/---
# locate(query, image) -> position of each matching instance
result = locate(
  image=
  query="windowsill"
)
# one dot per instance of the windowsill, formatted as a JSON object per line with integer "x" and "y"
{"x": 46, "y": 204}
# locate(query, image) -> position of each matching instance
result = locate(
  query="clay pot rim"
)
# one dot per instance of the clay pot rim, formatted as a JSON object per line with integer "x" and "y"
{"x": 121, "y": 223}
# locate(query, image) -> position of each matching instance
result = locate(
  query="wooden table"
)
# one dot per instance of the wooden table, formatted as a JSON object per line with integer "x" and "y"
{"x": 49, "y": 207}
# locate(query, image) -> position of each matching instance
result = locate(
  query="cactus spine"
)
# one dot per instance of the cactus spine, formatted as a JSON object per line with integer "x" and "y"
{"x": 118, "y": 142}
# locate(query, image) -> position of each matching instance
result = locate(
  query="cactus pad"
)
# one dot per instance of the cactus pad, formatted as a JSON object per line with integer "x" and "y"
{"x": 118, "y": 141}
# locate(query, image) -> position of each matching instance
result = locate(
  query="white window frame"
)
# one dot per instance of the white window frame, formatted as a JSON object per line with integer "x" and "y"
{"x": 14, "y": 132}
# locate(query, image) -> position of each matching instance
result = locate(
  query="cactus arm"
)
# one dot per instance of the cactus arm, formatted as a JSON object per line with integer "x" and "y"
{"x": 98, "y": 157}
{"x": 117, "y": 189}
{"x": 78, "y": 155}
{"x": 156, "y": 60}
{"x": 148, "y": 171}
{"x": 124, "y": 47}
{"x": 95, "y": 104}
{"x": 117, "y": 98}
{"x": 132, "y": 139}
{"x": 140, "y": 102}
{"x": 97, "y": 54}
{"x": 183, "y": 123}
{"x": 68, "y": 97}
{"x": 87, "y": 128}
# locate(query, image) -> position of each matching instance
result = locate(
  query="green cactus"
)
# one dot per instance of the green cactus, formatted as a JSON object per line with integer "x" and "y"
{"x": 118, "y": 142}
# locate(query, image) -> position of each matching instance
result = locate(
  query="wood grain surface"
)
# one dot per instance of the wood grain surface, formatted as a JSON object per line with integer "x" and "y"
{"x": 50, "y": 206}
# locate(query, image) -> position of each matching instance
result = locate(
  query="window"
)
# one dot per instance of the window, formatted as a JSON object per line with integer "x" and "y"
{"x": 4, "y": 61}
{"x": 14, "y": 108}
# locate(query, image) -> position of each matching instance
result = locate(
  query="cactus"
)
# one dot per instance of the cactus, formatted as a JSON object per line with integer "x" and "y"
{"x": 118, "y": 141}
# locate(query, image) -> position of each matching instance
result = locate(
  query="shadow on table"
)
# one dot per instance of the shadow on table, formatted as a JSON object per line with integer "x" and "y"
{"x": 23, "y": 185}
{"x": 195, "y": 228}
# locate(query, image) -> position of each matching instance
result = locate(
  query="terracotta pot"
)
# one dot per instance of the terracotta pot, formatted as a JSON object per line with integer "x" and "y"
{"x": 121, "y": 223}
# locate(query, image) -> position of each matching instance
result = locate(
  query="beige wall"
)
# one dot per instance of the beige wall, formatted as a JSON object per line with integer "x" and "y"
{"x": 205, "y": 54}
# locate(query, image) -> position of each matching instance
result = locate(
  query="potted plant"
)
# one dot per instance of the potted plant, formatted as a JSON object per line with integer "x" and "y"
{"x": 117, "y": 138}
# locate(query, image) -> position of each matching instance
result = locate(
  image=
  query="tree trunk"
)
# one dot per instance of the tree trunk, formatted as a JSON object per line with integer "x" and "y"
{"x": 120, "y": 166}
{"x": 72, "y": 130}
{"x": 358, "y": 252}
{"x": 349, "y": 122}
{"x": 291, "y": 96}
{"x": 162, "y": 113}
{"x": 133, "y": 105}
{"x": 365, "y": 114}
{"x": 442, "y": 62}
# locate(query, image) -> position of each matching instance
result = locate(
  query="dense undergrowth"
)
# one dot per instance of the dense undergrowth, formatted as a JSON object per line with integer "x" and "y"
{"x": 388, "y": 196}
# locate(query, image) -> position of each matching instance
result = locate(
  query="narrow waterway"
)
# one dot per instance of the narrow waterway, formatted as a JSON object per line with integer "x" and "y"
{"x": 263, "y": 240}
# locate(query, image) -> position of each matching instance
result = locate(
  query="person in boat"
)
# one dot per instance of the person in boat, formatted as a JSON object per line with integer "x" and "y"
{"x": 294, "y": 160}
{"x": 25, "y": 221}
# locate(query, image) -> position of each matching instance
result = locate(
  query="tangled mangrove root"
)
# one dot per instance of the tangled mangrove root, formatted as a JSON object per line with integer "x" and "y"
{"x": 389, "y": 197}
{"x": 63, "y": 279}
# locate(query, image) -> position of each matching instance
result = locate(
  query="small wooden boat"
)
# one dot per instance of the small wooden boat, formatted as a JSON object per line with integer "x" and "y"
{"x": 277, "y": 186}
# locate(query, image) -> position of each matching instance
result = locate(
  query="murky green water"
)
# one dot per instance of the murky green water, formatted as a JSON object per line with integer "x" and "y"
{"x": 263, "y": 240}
\---
- Instructions for the task -
Nothing should be missing: every line above must be reproduced exactly.

- Response below -
# locate(query, image) -> position of each matching instance
result = locate(
  image=
  query="windowsill"
)
# one dot per instance of the windowsill, formatted as a JSON object per line with integer "x" and "y"
{"x": 46, "y": 204}
# locate(query, image) -> position of each matching instance
result = locate(
  query="clay pot rim"
)
# one dot per instance of the clay pot rim, formatted as a JSON object per line with integer "x" and "y"
{"x": 121, "y": 223}
# locate(query, image) -> position of each matching instance
result = locate(
  query="wooden table"
)
# one dot per instance of the wooden table, formatted as a JSON object per line with integer "x" and "y"
{"x": 49, "y": 207}
# locate(query, image) -> position of each matching instance
result = locate(
  query="cactus spine"
)
# one dot per instance of the cactus spine, formatted as a JSON object per line with integer "x" and "y"
{"x": 118, "y": 142}
# locate(query, image) -> position of each matching instance
result = locate(
  query="cactus pad"
)
# one dot per instance of the cactus pad, formatted as a JSON object per line with integer "x" and "y"
{"x": 118, "y": 141}
# locate(query, image) -> position of each matching instance
result = locate(
  query="white window frame"
)
# one dot per instance of the white window frame, formatted as a JSON object per line with integer "x" and "y"
{"x": 14, "y": 132}
# locate(query, image) -> position of each matching instance
result = locate(
  query="cactus arm"
)
# one dot per instance of the cactus arm, formatted as a JSON object per line with integer "x" and "y"
{"x": 98, "y": 157}
{"x": 117, "y": 189}
{"x": 78, "y": 155}
{"x": 156, "y": 60}
{"x": 148, "y": 171}
{"x": 124, "y": 47}
{"x": 95, "y": 104}
{"x": 117, "y": 98}
{"x": 132, "y": 139}
{"x": 140, "y": 102}
{"x": 97, "y": 54}
{"x": 183, "y": 123}
{"x": 68, "y": 97}
{"x": 87, "y": 128}
# locate(query, image) -> position of each matching instance
result = locate(
  query="green cactus"
)
# one dot per instance of the green cactus, formatted as a JSON object per line with integer "x" and "y"
{"x": 118, "y": 142}
# locate(query, image) -> position of each matching instance
result = locate(
  query="wood grain surface"
)
# one dot per instance of the wood grain surface, formatted as a JSON object per line with integer "x" and "y"
{"x": 50, "y": 206}
# locate(query, image) -> position of each matching instance
result = locate(
  query="window"
)
# one dot per instance of the window, formatted as a JSON object per line with integer "x" and "y"
{"x": 4, "y": 61}
{"x": 14, "y": 108}
# locate(query, image) -> position of each matching instance
result = locate(
  query="cactus"
)
# one dot per instance of the cactus, formatted as a JSON object per line with integer "x" and "y"
{"x": 118, "y": 141}
# locate(query, image) -> position of each matching instance
result = locate(
  query="shadow on table"
)
# one dot per instance of the shadow on table, formatted as a JSON object per line with integer "x" and "y"
{"x": 23, "y": 185}
{"x": 195, "y": 228}
# locate(query, image) -> position of each matching instance
result = locate(
  query="terracotta pot"
)
# one dot per instance of the terracotta pot, formatted as a JSON object per line with integer "x" and "y"
{"x": 121, "y": 223}
# locate(query, image) -> position of each matching instance
result = locate(
  query="beige wall"
)
# one dot per instance of the beige wall, formatted as a JSON object per line with integer "x" and "y"
{"x": 205, "y": 54}
# locate(query, image) -> position of each matching instance
result = locate(
  query="potted plant"
)
# one dot per instance of the potted plant, formatted as a JSON object per line with integer "x" and "y"
{"x": 117, "y": 138}
# locate(query, image) -> position of each matching instance
result = locate(
  image=
  query="tree trunk"
)
# one dot per instance of the tree trunk, formatted as a JSON object per line with integer "x" and "y"
{"x": 120, "y": 166}
{"x": 72, "y": 130}
{"x": 358, "y": 252}
{"x": 349, "y": 122}
{"x": 291, "y": 96}
{"x": 162, "y": 113}
{"x": 133, "y": 105}
{"x": 365, "y": 114}
{"x": 442, "y": 62}
# locate(query, image) -> position of each matching instance
result = locate(
  query="dense undergrowth"
)
# one dot per instance of the dense undergrowth, formatted as a JSON object per line with integer "x" and "y"
{"x": 388, "y": 196}
# locate(query, image) -> position of each matching instance
result = locate(
  query="narrow waterway"
)
# one dot per instance of the narrow waterway, formatted as a JSON object per line with integer "x" and "y"
{"x": 263, "y": 240}
# locate(query, image) -> position of each matching instance
result = locate(
  query="person in boat"
)
# one dot per instance of the person in boat, formatted as a JSON object per line with integer "x" and "y"
{"x": 294, "y": 160}
{"x": 25, "y": 221}
# locate(query, image) -> position of each matching instance
result = locate(
  query="tangled mangrove root"
)
# one dot per instance of the tangled mangrove root, formatted as a JSON object per line with integer "x" and "y"
{"x": 389, "y": 197}
{"x": 63, "y": 279}
# locate(query, image) -> position of each matching instance
result = locate(
  query="small wooden boat"
)
# one dot per instance of the small wooden boat, formatted as a JSON object per line with integer "x" and "y"
{"x": 277, "y": 186}
# locate(query, image) -> position of each matching instance
result = locate(
  query="murky green water"
)
# one dot per instance of the murky green water, formatted as a JSON object per line with integer "x" and "y"
{"x": 263, "y": 240}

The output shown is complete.